• _PROBLEM DESCRIPTION_: Pull out every line of the items below that contains the string "street". Case counts.

• _Location annotation dataset excerpts_:

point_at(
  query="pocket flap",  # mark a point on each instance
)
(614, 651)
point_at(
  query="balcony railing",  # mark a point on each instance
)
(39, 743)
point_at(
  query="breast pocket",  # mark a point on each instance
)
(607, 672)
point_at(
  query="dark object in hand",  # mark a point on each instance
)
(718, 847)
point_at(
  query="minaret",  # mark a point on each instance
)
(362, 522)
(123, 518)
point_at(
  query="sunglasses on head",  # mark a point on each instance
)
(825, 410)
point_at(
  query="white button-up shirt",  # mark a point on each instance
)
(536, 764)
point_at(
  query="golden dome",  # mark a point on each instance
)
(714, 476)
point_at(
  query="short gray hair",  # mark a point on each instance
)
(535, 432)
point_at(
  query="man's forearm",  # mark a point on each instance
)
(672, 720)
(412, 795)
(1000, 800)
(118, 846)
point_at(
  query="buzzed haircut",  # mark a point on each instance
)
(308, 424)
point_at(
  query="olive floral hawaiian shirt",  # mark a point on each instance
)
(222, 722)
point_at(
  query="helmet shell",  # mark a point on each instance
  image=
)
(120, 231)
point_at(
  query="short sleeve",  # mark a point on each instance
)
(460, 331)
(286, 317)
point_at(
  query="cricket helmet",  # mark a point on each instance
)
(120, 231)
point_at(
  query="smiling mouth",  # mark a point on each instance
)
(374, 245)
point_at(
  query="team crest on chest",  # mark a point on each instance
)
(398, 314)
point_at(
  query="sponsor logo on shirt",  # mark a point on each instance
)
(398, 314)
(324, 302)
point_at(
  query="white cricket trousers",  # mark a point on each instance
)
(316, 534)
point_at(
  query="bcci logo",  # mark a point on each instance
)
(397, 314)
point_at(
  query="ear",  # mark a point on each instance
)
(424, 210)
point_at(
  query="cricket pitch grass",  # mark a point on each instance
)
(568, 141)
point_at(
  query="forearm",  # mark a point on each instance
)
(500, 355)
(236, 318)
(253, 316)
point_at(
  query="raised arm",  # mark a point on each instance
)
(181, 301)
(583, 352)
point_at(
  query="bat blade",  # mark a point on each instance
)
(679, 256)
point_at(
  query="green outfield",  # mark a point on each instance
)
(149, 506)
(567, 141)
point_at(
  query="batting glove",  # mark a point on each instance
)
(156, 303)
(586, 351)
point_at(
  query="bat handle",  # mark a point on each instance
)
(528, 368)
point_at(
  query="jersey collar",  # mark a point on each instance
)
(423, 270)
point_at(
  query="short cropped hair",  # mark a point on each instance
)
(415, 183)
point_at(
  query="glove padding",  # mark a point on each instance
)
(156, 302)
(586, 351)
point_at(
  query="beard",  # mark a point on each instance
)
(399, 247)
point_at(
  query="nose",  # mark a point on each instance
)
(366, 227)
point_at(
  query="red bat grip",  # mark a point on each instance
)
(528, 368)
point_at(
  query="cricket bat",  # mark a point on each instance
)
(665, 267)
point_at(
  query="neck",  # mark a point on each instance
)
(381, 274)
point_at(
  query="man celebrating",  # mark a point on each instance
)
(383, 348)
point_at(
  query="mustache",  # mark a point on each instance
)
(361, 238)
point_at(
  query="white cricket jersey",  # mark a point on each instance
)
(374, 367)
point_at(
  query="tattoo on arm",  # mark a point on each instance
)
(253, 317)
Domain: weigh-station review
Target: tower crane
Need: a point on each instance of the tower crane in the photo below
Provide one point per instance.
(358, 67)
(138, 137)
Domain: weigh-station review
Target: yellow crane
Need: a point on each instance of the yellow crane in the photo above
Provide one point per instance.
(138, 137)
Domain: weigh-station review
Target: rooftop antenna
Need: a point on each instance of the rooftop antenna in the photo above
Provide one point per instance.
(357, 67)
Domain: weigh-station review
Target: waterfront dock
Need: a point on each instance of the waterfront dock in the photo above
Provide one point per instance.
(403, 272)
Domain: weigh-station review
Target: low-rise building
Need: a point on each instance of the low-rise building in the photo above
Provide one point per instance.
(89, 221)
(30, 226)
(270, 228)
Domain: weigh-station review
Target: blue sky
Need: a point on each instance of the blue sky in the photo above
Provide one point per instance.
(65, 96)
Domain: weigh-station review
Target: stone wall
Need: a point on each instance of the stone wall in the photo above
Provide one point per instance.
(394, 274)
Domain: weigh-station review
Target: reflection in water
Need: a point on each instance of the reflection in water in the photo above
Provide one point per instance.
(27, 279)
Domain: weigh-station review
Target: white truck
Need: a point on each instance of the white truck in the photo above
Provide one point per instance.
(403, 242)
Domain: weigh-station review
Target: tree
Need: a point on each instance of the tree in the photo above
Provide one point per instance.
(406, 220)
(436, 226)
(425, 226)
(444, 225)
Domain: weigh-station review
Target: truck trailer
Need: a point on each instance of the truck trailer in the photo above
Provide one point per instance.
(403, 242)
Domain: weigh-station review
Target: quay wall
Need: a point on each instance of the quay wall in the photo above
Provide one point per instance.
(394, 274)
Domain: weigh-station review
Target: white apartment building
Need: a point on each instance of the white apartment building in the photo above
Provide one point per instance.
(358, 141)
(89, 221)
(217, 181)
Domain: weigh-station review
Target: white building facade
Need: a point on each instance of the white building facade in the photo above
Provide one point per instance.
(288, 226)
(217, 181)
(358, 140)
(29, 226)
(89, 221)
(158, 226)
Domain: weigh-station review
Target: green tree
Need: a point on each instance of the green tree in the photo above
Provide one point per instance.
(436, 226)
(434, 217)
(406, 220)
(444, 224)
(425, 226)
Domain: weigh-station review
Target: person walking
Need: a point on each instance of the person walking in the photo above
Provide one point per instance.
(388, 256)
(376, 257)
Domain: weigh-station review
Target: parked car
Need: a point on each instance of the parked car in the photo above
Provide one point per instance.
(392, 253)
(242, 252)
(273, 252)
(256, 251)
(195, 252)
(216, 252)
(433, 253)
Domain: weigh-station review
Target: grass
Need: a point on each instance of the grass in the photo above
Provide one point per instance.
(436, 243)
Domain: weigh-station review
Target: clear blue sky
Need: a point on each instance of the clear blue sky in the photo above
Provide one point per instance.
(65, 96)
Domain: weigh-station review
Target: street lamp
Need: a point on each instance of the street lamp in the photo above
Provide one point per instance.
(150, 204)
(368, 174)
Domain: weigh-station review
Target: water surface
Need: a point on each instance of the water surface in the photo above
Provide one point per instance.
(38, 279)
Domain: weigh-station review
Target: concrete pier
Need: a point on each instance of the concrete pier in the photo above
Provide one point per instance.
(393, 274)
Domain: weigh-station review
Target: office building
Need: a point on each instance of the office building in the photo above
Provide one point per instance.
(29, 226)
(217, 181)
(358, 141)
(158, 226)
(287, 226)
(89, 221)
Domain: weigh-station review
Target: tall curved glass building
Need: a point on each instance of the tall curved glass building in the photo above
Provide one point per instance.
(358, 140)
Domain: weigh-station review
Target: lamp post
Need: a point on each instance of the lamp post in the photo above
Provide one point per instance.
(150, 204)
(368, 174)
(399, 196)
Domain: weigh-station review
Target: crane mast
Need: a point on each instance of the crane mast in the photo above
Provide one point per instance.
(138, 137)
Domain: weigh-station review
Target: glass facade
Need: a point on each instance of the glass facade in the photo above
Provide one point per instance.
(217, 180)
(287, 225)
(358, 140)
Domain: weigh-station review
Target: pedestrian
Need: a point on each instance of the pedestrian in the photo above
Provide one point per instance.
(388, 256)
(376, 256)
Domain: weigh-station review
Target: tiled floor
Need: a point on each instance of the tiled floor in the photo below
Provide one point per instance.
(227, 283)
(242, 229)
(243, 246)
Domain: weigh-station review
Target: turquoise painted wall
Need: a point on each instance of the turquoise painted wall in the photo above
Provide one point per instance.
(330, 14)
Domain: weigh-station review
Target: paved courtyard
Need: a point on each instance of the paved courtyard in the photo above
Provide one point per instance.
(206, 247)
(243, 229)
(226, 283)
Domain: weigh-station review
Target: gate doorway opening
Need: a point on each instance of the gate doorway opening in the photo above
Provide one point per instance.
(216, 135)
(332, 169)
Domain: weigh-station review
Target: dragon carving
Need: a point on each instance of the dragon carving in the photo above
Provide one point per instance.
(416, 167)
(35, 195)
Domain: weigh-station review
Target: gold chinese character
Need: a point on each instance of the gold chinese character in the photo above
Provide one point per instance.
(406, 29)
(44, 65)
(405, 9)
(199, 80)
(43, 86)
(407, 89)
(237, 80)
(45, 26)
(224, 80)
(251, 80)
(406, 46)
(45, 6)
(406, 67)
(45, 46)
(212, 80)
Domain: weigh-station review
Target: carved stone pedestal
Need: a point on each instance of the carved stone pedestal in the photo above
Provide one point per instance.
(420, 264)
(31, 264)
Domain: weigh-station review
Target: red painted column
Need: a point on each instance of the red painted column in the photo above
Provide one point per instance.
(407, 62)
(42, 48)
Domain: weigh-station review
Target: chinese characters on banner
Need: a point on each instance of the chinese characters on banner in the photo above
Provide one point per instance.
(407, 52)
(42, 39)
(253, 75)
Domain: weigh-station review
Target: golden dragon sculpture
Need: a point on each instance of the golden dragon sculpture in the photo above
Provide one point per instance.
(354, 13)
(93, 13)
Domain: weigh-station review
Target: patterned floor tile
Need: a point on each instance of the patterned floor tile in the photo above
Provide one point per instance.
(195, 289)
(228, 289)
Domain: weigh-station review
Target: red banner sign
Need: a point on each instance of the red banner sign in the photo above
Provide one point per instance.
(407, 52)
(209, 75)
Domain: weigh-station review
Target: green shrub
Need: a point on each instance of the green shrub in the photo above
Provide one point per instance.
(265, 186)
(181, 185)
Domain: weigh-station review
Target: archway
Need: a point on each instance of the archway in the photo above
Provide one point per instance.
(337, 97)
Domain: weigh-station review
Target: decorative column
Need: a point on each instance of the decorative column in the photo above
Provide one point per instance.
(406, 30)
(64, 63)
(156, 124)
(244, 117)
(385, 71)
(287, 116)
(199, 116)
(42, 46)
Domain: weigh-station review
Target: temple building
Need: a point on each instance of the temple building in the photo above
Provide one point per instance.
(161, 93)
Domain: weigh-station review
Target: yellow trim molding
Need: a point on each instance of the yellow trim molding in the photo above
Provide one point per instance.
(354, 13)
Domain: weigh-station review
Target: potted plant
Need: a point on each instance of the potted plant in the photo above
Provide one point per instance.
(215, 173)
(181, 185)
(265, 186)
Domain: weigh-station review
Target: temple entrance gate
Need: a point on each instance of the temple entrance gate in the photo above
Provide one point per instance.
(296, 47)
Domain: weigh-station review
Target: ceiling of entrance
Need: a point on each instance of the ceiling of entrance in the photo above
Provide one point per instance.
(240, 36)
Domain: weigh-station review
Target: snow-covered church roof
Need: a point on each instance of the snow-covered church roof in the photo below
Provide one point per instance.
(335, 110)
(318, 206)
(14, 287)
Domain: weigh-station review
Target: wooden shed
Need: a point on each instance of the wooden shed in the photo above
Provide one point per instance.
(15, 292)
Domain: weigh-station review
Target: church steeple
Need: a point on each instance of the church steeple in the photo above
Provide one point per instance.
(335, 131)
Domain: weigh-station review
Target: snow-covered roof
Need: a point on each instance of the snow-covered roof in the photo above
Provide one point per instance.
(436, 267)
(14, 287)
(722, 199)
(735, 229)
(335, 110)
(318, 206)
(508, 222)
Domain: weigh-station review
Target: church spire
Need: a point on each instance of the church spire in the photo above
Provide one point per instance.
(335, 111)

• _SOLUTION TO THIS PROBLEM_:
Target: street lamp
Need: a point on each instance of the street lamp in the photo above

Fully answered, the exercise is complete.